● **Task statement**:
Please give an exact copy of every line from the one holding "Please put a point on the closet" through the final line of the records below.

[Referring expression data]
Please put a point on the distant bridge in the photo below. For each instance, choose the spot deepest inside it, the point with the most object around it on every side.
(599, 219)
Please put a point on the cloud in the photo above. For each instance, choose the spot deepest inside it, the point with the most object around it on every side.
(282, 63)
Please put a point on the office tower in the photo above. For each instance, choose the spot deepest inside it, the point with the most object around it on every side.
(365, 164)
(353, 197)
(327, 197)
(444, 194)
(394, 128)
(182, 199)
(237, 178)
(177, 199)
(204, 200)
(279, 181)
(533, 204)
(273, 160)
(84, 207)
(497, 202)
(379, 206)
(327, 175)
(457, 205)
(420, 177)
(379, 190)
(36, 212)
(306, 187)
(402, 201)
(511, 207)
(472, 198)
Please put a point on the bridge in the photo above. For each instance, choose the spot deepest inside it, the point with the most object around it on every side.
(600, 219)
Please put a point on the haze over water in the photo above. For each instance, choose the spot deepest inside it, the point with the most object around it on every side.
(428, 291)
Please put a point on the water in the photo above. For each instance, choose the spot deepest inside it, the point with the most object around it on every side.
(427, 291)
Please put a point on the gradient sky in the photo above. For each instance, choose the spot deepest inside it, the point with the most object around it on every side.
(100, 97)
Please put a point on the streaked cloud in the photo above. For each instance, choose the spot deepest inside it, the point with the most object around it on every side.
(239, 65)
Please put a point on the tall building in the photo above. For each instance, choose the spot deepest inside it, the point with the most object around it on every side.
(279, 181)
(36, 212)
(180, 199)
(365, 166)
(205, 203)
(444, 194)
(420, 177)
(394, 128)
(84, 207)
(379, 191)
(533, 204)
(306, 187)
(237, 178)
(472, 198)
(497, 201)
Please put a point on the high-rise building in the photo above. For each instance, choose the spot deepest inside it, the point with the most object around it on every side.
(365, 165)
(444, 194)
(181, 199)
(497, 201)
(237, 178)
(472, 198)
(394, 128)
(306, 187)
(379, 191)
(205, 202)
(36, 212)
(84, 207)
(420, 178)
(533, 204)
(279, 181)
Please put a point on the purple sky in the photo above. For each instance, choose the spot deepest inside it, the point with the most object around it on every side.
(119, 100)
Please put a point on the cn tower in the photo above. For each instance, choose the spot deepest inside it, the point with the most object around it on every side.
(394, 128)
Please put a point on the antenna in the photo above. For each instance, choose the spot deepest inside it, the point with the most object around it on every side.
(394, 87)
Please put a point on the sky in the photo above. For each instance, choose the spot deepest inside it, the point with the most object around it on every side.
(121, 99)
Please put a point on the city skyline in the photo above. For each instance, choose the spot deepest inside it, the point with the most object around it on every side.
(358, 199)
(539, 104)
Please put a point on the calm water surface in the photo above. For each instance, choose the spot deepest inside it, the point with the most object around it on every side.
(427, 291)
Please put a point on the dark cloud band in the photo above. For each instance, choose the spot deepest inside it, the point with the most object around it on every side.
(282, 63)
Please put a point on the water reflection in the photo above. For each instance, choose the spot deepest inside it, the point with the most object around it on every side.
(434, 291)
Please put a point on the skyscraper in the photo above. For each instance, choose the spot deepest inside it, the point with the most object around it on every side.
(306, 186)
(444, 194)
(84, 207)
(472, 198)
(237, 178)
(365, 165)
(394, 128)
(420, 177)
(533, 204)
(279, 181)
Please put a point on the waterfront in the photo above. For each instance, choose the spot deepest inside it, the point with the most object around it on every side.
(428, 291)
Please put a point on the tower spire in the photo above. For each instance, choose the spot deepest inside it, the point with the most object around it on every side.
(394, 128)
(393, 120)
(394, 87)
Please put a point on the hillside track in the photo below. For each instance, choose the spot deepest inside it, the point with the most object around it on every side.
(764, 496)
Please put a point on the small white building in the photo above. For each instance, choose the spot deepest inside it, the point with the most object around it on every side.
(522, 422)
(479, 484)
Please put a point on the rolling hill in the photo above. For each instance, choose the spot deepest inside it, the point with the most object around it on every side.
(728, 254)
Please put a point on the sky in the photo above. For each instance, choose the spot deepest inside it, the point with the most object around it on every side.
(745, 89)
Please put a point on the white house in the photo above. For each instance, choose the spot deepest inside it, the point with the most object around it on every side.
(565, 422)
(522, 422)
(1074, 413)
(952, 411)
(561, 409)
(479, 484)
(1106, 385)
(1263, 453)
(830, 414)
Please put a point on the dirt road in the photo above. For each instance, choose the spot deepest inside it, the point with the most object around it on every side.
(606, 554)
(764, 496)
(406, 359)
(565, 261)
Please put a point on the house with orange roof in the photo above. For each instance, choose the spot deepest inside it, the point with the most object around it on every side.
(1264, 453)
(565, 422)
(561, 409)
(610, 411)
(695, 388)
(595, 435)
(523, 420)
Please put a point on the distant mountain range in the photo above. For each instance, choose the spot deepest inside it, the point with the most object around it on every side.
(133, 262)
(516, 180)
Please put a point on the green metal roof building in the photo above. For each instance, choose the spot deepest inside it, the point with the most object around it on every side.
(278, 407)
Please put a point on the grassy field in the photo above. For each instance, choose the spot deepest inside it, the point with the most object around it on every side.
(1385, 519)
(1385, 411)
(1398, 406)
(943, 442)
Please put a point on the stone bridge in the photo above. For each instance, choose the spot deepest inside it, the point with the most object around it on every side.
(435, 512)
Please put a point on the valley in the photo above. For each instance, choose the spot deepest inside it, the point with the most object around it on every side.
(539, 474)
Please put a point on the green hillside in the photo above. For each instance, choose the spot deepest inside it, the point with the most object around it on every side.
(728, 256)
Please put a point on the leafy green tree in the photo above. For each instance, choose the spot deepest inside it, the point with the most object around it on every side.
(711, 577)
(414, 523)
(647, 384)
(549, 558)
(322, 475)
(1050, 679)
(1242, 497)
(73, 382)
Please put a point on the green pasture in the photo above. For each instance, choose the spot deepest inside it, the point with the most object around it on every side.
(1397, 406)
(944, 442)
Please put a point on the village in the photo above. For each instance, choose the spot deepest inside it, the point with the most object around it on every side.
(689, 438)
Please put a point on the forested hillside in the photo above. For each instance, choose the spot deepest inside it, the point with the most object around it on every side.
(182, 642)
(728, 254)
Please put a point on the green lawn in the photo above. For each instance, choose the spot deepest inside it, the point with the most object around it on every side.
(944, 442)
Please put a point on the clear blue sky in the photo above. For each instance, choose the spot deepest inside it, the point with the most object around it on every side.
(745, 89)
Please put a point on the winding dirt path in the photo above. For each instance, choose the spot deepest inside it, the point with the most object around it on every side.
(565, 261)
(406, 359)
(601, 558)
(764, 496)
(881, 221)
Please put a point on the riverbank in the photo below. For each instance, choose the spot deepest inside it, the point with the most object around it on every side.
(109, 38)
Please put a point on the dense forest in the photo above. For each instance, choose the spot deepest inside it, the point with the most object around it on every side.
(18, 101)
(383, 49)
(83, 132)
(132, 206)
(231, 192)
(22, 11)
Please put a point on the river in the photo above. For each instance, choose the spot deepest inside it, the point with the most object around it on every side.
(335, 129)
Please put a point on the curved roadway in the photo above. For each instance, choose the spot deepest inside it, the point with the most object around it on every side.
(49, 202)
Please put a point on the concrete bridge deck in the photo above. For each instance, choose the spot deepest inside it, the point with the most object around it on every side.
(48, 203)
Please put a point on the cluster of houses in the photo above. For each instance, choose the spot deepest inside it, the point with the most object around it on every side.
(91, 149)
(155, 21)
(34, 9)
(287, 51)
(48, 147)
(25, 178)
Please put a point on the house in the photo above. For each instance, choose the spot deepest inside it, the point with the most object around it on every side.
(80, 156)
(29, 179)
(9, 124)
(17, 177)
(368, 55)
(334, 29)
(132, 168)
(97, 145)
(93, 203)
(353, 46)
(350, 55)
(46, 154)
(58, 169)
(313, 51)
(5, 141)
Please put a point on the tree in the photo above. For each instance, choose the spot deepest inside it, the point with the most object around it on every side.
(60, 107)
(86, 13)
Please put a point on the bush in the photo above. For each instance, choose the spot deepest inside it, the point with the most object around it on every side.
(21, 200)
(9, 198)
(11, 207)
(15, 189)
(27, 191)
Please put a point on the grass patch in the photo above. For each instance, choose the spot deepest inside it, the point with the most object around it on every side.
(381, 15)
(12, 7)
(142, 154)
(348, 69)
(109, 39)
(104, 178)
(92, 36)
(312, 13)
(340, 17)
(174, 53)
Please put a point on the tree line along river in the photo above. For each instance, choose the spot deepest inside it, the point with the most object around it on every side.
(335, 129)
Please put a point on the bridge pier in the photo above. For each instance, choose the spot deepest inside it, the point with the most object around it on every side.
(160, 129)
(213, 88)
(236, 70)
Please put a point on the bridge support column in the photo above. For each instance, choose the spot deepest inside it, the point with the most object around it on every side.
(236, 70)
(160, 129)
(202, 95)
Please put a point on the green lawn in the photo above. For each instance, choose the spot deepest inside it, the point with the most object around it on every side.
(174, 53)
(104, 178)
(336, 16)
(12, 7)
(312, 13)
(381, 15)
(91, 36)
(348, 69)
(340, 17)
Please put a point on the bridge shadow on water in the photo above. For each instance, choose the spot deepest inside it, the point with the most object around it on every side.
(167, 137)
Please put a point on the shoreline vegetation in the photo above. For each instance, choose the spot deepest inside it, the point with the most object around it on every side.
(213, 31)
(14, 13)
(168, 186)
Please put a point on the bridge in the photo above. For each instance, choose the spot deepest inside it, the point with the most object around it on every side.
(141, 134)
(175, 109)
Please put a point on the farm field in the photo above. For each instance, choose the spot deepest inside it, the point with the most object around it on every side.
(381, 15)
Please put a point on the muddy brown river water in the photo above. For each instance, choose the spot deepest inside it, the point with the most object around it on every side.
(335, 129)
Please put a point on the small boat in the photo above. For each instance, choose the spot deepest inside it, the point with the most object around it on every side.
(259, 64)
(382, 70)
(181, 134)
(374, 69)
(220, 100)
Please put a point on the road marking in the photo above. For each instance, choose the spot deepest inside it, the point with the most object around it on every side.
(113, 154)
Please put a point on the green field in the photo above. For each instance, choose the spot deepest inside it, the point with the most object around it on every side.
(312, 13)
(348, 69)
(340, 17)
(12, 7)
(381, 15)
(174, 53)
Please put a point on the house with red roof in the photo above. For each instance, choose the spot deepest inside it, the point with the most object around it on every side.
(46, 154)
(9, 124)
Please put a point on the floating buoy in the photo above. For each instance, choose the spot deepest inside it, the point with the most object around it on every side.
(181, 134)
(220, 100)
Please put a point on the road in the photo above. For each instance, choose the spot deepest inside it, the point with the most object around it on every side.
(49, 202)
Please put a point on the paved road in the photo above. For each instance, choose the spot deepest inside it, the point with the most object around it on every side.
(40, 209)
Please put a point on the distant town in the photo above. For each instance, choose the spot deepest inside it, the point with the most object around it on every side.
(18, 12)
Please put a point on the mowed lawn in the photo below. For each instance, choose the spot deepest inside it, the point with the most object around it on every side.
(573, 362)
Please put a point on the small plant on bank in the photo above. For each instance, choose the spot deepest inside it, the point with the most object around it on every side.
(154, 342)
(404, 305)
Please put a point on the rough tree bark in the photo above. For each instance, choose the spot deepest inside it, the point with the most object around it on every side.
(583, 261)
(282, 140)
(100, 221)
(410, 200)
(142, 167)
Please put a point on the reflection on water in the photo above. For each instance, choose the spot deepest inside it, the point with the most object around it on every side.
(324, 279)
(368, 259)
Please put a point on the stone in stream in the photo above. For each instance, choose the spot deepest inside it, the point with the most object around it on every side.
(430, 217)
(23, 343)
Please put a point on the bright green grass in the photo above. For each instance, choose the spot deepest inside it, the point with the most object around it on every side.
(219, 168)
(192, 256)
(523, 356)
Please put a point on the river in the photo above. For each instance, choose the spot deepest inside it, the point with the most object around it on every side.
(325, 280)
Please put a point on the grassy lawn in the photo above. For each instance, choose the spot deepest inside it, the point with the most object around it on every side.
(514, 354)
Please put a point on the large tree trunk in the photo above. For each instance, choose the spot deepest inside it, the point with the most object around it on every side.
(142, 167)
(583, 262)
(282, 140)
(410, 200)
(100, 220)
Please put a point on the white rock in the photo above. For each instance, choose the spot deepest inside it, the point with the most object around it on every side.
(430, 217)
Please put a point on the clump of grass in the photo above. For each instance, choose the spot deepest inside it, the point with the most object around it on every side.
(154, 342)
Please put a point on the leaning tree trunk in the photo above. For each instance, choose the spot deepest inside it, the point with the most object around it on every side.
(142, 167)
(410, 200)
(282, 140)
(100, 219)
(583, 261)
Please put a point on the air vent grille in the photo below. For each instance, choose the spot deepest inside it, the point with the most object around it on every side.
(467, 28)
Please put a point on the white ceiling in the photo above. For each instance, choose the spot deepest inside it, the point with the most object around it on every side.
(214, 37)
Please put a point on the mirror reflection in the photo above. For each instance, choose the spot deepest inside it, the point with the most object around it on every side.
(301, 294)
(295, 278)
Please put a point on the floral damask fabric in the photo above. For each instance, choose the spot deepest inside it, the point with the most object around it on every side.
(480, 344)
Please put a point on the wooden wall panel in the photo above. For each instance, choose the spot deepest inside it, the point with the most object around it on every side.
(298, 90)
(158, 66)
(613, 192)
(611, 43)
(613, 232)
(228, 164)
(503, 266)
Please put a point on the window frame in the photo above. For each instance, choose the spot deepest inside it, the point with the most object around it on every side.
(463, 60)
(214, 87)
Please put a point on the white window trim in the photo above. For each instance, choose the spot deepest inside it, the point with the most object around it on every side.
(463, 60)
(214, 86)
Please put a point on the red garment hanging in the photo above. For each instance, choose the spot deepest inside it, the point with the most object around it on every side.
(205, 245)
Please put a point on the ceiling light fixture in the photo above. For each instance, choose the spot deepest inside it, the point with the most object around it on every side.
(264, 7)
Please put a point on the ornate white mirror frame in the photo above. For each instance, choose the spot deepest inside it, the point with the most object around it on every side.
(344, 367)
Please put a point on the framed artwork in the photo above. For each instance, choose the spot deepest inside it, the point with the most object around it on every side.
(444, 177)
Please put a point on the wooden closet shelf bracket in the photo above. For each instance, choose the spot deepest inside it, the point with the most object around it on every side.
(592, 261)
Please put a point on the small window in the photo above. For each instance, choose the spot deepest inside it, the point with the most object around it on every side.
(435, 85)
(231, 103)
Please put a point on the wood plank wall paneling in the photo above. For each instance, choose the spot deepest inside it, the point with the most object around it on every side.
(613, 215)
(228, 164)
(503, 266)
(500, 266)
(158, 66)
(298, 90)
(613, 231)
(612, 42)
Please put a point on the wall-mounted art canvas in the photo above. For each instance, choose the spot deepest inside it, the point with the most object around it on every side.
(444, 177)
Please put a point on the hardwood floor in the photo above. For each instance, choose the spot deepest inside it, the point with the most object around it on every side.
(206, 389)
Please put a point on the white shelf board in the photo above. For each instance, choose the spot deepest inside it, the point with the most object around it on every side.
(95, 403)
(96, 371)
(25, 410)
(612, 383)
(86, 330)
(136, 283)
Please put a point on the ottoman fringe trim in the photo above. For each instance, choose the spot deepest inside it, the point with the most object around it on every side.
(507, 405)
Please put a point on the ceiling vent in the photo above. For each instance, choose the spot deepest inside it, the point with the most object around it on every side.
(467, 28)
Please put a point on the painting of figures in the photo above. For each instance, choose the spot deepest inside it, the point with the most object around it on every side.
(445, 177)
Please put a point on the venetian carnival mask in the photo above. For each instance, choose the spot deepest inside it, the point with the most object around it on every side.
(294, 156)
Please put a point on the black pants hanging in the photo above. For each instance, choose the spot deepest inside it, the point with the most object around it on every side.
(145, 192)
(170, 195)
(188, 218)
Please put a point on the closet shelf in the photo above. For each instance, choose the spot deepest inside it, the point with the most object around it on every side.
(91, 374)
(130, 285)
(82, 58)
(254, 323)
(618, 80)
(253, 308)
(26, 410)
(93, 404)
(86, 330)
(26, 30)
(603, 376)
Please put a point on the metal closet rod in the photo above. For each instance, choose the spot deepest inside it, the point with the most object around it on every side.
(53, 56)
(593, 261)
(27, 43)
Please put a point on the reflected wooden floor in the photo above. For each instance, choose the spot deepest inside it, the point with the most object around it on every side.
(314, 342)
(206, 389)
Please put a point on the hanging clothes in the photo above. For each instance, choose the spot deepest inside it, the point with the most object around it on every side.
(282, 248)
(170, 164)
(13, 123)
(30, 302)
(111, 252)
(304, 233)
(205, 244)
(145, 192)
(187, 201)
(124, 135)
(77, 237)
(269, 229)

● **The answer**:
Please put a point on the closet shelf in the photo above. For each instance, choose the spot deepest inside it, the point with the most object around it on every side.
(91, 374)
(130, 285)
(82, 58)
(254, 323)
(618, 80)
(253, 308)
(26, 410)
(93, 404)
(86, 330)
(26, 30)
(603, 376)
Please put a point on the metal closet rod in the photo above. For each instance, choose the spot deepest inside it, the point with the most object around it on every side.
(53, 56)
(593, 261)
(27, 43)
Please put a point on the reflected wooden floor in the photo above. For each instance, choose the spot deepest inside it, the point with the most object around it on every side.
(314, 342)
(206, 389)
Please put a point on the hanging clothes in the photo above. For each instance, choose the spot deepest inside it, the point with the most object around it on every side.
(282, 248)
(170, 164)
(13, 123)
(30, 302)
(111, 252)
(304, 233)
(205, 244)
(145, 192)
(187, 201)
(124, 135)
(77, 237)
(269, 229)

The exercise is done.